■ **Work instruction**
Output every record word for word, minus the pictures.

■ **Data for analysis**
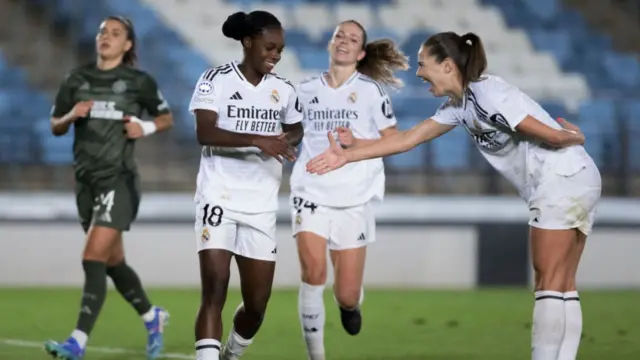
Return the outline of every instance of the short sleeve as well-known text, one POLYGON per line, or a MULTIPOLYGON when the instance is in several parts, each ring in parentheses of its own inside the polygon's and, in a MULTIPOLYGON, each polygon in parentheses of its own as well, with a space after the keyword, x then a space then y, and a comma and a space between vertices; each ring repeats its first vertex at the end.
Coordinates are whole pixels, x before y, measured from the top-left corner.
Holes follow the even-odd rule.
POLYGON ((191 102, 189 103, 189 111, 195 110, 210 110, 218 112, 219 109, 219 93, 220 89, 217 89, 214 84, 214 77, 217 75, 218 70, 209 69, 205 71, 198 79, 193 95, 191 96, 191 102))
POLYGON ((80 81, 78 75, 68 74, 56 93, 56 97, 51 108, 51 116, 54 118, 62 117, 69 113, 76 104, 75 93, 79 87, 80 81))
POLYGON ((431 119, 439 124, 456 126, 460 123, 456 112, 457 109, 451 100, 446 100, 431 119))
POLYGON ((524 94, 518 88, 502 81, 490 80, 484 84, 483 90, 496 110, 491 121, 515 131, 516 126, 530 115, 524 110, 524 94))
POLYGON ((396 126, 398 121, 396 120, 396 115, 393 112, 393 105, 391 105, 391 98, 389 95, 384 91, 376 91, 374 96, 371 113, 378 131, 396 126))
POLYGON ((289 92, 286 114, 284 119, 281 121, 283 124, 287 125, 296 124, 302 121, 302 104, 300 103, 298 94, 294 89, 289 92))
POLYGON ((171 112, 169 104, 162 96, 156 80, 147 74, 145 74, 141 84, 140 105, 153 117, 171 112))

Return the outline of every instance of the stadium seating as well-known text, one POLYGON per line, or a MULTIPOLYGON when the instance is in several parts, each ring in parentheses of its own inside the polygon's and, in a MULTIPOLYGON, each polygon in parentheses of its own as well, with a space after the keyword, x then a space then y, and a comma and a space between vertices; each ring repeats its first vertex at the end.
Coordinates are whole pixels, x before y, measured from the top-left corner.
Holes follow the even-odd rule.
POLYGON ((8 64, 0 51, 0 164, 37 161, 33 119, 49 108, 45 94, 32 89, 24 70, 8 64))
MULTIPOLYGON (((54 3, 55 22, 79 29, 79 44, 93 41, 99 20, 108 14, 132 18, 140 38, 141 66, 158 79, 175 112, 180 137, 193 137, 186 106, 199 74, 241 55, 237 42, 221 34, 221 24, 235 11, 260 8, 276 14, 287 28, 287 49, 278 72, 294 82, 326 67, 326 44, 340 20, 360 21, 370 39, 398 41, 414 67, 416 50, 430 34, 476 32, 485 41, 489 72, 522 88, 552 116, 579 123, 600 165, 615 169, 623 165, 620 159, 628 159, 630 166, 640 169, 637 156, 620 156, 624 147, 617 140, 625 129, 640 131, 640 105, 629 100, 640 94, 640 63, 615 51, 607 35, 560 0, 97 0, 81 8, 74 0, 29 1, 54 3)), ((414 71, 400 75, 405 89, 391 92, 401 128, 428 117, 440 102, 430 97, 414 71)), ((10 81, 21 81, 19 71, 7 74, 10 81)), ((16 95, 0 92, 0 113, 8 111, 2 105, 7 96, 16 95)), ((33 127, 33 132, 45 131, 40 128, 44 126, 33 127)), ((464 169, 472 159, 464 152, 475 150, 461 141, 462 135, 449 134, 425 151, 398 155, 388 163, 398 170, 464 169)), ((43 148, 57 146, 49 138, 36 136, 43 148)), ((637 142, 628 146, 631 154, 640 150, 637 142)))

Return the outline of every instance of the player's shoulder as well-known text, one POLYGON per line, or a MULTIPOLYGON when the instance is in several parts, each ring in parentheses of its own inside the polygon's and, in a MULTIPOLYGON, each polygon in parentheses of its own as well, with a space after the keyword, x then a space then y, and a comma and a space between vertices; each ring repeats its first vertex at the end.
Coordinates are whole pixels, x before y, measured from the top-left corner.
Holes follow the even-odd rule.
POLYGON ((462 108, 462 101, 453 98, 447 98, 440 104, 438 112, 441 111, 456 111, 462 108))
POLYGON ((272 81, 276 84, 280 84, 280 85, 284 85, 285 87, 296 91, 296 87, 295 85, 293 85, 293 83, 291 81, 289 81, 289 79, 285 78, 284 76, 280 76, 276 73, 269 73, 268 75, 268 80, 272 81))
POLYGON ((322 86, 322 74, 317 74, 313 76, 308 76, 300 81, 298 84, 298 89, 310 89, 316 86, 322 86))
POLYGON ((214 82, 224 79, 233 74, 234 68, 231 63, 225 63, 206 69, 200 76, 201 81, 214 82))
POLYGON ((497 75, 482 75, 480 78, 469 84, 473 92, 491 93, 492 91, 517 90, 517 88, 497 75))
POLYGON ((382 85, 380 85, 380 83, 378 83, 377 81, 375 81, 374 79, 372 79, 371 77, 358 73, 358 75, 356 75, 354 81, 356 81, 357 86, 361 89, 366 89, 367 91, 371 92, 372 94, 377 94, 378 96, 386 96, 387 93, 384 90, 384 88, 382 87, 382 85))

■ **Task output**
Return the outline of every instance of the short sleeve as well-known text, one POLYGON per line, or a MULTIPOLYGON when the instance is in several parts, each ring in parentheses of its own inside the polygon's and, in a MULTIPOLYGON, each polygon in parentheses of its own as well, with a space after the keyword, x then a space then y, and a comma and a space between vertices; each ring repeats its first vertex at the end.
Coordinates are whole pixels, x before y, measured from the top-left corner.
Holes follow the even-odd rule.
POLYGON ((191 102, 189 103, 189 111, 195 110, 210 110, 218 112, 219 109, 219 93, 220 89, 217 89, 214 84, 214 77, 217 75, 218 70, 209 69, 205 71, 198 79, 193 95, 191 96, 191 102))
POLYGON ((80 81, 78 75, 68 74, 56 93, 56 97, 51 108, 51 116, 54 118, 62 117, 69 113, 76 104, 75 93, 79 87, 80 81))
POLYGON ((431 119, 439 124, 456 126, 460 123, 456 112, 457 109, 451 100, 446 100, 431 119))
POLYGON ((524 94, 518 88, 502 81, 490 80, 484 84, 483 90, 496 110, 491 121, 515 131, 516 126, 530 115, 524 110, 524 94))
POLYGON ((396 126, 398 121, 396 120, 396 115, 393 112, 393 105, 391 105, 391 98, 389 95, 384 91, 376 91, 374 96, 371 113, 378 131, 396 126))
POLYGON ((289 92, 286 114, 284 119, 281 121, 283 124, 287 125, 296 124, 302 121, 302 104, 300 103, 298 94, 294 89, 289 92))
POLYGON ((171 112, 169 104, 162 96, 156 80, 147 74, 145 74, 141 84, 140 105, 153 117, 171 112))

Return the outline of every instance of the stadium seating as well-known text, one POLYGON per line, or a MULTIPOLYGON when the instance is in several parts, each ring in parentheses of its own inside the polygon's and, in a MULTIPOLYGON, each polygon in parentheses of its own as well, with a space after the keyword, x then a space then y, and a comma and a space between vertices; each ring repeats its first vertex at the end.
Coordinates are whole pixels, x before y, measured from the top-left corner.
Holes follow the even-odd rule.
POLYGON ((8 64, 0 51, 0 164, 37 161, 33 119, 49 108, 45 94, 32 89, 24 70, 8 64))
MULTIPOLYGON (((54 3, 55 22, 79 29, 79 44, 93 41, 99 20, 108 14, 132 18, 140 38, 141 66, 158 79, 175 112, 180 137, 193 137, 186 106, 199 74, 241 55, 237 42, 221 34, 221 24, 235 11, 260 8, 276 14, 287 28, 287 49, 278 72, 294 82, 326 67, 326 44, 340 20, 360 21, 370 39, 398 41, 414 67, 416 50, 430 34, 476 32, 485 41, 489 72, 522 88, 552 116, 579 123, 600 165, 615 169, 623 165, 620 159, 628 159, 630 166, 640 169, 637 156, 620 156, 624 147, 617 140, 625 129, 640 131, 640 105, 629 100, 640 94, 640 63, 615 51, 607 35, 560 0, 97 0, 81 8, 74 0, 29 1, 54 3)), ((414 71, 400 75, 405 89, 391 92, 401 128, 428 117, 440 102, 430 97, 414 71)), ((10 81, 21 81, 19 71, 7 74, 10 81)), ((16 95, 0 92, 0 113, 8 111, 2 105, 7 96, 16 95)), ((33 127, 33 132, 45 131, 40 128, 44 126, 33 127)), ((464 169, 472 159, 464 152, 475 150, 461 141, 462 135, 449 134, 425 151, 398 155, 388 163, 398 170, 464 169)), ((43 148, 57 146, 49 138, 36 136, 43 148)), ((637 142, 628 146, 631 154, 640 150, 637 142)))

Return the outline of every instance of the player's shoulder as well-known text, one POLYGON per line, or a MULTIPOLYGON when the instance is in several parts, each ring in parentheses of its own inside the polygon's and, in a MULTIPOLYGON, each polygon in parentheses of its own as well, with a space after the keyword, x then a space then y, and a comma and a space between vertices; each ring repeats its first vertex at the end.
Coordinates are whole pixels, x before y, measured from the top-left corner.
Holes follow the even-odd rule.
POLYGON ((462 108, 462 101, 453 98, 447 98, 440 104, 438 112, 441 111, 456 111, 462 108))
POLYGON ((272 81, 276 84, 280 84, 280 85, 284 85, 285 87, 296 91, 296 87, 295 85, 293 85, 293 83, 291 81, 289 81, 289 79, 285 78, 284 76, 280 76, 276 73, 269 73, 268 75, 268 80, 272 81))
POLYGON ((322 86, 322 74, 317 74, 313 76, 308 76, 300 81, 298 84, 298 89, 310 89, 316 86, 322 86))
POLYGON ((214 82, 224 79, 233 74, 234 68, 231 63, 225 63, 206 69, 200 76, 201 81, 214 82))
POLYGON ((497 75, 482 75, 480 78, 469 84, 473 92, 491 93, 492 91, 517 90, 517 88, 497 75))
POLYGON ((382 85, 380 85, 380 83, 378 83, 377 81, 375 81, 374 79, 372 79, 371 77, 358 73, 358 75, 356 75, 354 81, 356 81, 357 86, 361 89, 366 89, 367 91, 371 92, 372 94, 377 94, 378 96, 386 96, 387 93, 384 90, 384 88, 382 87, 382 85))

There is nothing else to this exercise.